* [MATERIAL PROVIDED]
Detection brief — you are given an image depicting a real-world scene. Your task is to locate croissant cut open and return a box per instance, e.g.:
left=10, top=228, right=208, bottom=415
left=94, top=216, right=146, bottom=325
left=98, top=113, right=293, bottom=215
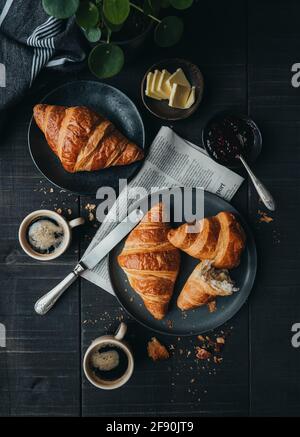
left=117, top=203, right=180, bottom=320
left=33, top=104, right=144, bottom=173
left=177, top=260, right=238, bottom=311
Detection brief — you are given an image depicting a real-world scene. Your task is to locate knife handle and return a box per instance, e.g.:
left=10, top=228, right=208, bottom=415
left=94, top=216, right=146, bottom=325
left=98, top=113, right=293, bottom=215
left=34, top=264, right=84, bottom=315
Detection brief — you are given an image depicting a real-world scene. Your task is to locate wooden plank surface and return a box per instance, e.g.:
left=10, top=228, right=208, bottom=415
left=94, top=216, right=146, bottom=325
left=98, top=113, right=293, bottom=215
left=0, top=85, right=81, bottom=416
left=80, top=0, right=250, bottom=417
left=248, top=0, right=300, bottom=416
left=1, top=0, right=299, bottom=417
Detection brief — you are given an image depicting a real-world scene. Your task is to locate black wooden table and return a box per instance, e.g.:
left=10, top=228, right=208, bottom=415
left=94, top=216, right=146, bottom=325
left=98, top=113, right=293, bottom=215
left=1, top=0, right=300, bottom=417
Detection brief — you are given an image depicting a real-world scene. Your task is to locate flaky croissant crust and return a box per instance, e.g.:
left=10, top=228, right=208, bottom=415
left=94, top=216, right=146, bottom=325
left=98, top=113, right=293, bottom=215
left=168, top=211, right=246, bottom=270
left=33, top=104, right=144, bottom=173
left=118, top=203, right=180, bottom=320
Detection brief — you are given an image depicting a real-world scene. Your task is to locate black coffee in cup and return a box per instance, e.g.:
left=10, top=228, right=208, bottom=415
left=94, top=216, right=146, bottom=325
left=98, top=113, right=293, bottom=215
left=90, top=344, right=129, bottom=382
left=26, top=216, right=64, bottom=254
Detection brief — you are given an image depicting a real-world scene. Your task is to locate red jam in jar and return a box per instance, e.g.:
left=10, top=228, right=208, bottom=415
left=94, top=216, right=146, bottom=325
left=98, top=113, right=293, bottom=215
left=204, top=114, right=254, bottom=166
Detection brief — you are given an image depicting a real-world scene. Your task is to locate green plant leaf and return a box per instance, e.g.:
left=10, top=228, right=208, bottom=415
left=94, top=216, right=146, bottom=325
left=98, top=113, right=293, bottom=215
left=84, top=26, right=102, bottom=42
left=103, top=0, right=130, bottom=25
left=76, top=1, right=99, bottom=28
left=155, top=16, right=184, bottom=47
left=88, top=43, right=124, bottom=78
left=103, top=16, right=124, bottom=32
left=169, top=0, right=193, bottom=9
left=42, top=0, right=79, bottom=18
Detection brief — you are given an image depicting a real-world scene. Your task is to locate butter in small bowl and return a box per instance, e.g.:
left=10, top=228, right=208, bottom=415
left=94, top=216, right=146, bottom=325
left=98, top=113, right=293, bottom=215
left=142, top=59, right=203, bottom=120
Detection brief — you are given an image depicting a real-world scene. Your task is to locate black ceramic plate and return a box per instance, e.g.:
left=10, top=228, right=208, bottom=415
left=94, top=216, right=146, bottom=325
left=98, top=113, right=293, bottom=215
left=28, top=81, right=145, bottom=195
left=109, top=189, right=257, bottom=336
left=141, top=58, right=204, bottom=121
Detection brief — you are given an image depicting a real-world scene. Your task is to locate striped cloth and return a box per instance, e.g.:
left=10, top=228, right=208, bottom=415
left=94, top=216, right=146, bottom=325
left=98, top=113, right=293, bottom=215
left=0, top=0, right=86, bottom=128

* [EXERCISE]
Wherever a line in the entries holds "wooden", copy that line.

* [RESULT OF THIS EXERCISE]
Detection brief — you are given an image depicting a real-world scene. Your task is to locate wooden plank surface and return a box per instance, e.g.:
Detection brief — you are given an image depicting a real-world scene. Your task is to locate black wooden table and return a box per instance, e.g.:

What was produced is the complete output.